[Start of Attachment]
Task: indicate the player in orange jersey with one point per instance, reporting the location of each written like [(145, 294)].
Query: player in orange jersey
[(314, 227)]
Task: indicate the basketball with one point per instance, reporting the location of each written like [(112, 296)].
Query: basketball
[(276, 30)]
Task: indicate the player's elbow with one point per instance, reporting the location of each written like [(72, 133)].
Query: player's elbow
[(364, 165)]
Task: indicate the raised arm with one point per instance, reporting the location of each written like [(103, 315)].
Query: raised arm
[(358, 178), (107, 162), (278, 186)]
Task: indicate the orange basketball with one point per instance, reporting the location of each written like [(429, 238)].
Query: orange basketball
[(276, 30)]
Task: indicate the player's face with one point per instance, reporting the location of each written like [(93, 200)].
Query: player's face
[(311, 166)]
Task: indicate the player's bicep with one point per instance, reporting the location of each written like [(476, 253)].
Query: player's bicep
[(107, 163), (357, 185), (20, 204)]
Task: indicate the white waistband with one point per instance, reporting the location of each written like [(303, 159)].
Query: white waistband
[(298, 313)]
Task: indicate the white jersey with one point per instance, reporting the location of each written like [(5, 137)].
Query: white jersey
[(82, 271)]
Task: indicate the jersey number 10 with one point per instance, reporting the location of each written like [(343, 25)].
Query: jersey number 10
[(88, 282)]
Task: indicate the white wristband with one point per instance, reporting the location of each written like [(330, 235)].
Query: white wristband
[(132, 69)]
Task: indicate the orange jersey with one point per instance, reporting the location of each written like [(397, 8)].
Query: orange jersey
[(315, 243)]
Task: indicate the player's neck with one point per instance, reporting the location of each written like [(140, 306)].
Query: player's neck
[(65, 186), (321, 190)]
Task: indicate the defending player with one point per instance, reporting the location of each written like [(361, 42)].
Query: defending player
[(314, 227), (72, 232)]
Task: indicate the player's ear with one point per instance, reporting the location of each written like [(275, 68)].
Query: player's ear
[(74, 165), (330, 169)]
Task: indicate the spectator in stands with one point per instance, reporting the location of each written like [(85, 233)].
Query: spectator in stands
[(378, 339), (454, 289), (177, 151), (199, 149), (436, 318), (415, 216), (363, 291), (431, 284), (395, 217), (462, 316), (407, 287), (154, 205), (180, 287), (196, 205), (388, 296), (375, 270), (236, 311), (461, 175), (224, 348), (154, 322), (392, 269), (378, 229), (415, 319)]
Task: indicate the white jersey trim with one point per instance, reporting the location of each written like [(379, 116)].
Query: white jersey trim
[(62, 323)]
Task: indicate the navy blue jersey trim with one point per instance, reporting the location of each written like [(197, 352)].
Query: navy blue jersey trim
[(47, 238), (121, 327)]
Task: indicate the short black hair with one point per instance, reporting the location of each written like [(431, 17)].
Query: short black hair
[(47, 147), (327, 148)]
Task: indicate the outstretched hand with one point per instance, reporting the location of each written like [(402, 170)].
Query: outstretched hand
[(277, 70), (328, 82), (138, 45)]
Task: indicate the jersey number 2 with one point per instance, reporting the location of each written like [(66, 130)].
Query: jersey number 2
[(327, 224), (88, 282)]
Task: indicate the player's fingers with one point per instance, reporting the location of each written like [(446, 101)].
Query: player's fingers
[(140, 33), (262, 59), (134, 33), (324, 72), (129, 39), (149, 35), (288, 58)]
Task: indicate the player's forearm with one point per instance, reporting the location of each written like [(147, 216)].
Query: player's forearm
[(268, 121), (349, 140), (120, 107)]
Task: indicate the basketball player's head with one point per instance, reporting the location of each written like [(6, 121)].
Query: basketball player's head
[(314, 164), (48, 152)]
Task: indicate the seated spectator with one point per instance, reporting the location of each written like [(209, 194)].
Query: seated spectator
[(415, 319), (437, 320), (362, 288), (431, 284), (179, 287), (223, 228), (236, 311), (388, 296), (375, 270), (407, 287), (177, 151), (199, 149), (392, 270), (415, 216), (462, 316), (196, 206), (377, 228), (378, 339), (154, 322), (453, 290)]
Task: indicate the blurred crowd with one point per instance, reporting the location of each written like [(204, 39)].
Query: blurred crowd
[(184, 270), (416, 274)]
[End of Attachment]
What is being asked.
Nothing in the data may be left out. Copy all of it exactly.

Answer space.
Task: indicate the player in orange jersey with one point per instance, reporting the location of each written like [(145, 294)].
Query: player in orange jersey
[(314, 227)]
Task: indicate the basketball with one point per instance, reporting the location of each written like [(112, 296)].
Query: basketball
[(276, 30)]
Task: indicate the player's elbow with one point per instance, reporting the location of each written like [(72, 133)].
Query: player's elbow
[(364, 165)]
Task: indicate the raised arm with one point per instance, reporting the location of each written like [(103, 315)].
Query: raised arm
[(358, 178), (107, 162), (278, 186)]
Task: indicate the orange basketball with one point per instance, reporting the location of each written like [(429, 238)].
Query: orange basketball
[(276, 30)]
Task: indicate the player's face with one point per instance, reporting the location of each written like [(93, 200)].
Query: player's face
[(311, 166)]
Task: indicate the player's bicep with one point per instance, reporting the location of each written like [(476, 253)].
Query: player's bicep
[(107, 163), (357, 185), (20, 204)]
Task: indicate the white waistband with one point per instance, reporting the location of each written like [(303, 159)].
Query: white waistband
[(298, 313)]
Task: indicate the white jersey with one point per instance, reporting the location of each written like [(5, 137)].
Query: white jersey
[(82, 271)]
Task: indicate the jersey number 10 with one point per instance, reporting the location of each written like [(343, 25)].
Query: jersey number 10
[(88, 282)]
Task: indicate the white wristband with one point per instance, reporting the location of each written like [(330, 235)].
Query: white wristband
[(132, 69)]
Task: indicate the orange jersey with one point per instance, reporting the location of each written like [(397, 8)].
Query: orange jersey
[(315, 243)]
Task: indicate the player's neck with one point per instance, reporting the location of each written like [(140, 306)].
Query: player's neck
[(65, 186), (321, 190)]
Task: indicate the defending player with one point per instance, reporting the location of each written like [(361, 42)].
Query: defending player
[(314, 227), (72, 232)]
Task: indicate the player's ear with one point per instance, reporting the location of each written like [(275, 68)].
Query: player's ear
[(74, 165), (330, 169)]
Task: indicate the spectator in stands with one point per instance, reporting the location of each written like [(85, 233)].
Query: spectator in stands
[(378, 339), (454, 289), (177, 151), (199, 149), (436, 318), (415, 216), (363, 291), (431, 284), (395, 217), (462, 316), (407, 287), (154, 205), (180, 287), (196, 205), (388, 296), (375, 270), (236, 311), (461, 175), (224, 348), (154, 322), (392, 269), (378, 229), (415, 319)]
Task: indicate the white jersey trim with one point per instance, reporting the location of each written like [(379, 116)].
Query: white jersey trim
[(62, 323)]
Task: indicate the navy blue jersey trim with one point per instance, reporting the location of each written like [(197, 352)].
Query: navy blue jersey trim
[(47, 238), (121, 327)]
Task: indicate the short black hair with one point per instance, reporting the location of each written like [(431, 17)].
Query: short black hair
[(47, 147), (327, 148)]
Task: indicate the outstretched hand with one point per instance, reporting the location of each written like [(402, 170)].
Query: outstretched hand
[(277, 70), (328, 82), (138, 45)]
Task: indicate the jersey number 2 with one point per instance, reporting the location of each written like [(66, 130)].
Query: jersey number 2
[(327, 224), (88, 282)]
Task: indicate the player's fingers with one point per instance, reporting the location of each written like [(446, 101)].
Query: player's fingers
[(140, 33), (262, 59), (134, 33), (324, 72), (129, 39), (149, 35), (288, 58)]
Task: indicate the player's forearm with one point per instance, reporting the location of each written like [(147, 216)].
Query: player's forearm
[(268, 121), (349, 140), (120, 107)]
Task: indicate the basketball player's head with one point per instance, reporting the location of each written like [(6, 121)].
Query: basketball player's head
[(314, 164), (48, 152)]
Task: indicate the seated spectator with one point per instance, reporting the location of each written like [(209, 194)].
Query: seated spectator
[(415, 319), (437, 320), (362, 288), (431, 284), (179, 287), (223, 228), (236, 311), (388, 296), (375, 270), (407, 287), (177, 151), (199, 149), (392, 270), (415, 216), (462, 316), (196, 206), (377, 228), (378, 339), (154, 322), (453, 290)]
Task: indicate the blurred crowd with one point per instance, reporting the location of each written like [(204, 39)].
Query: blurred crowd
[(184, 270), (416, 274)]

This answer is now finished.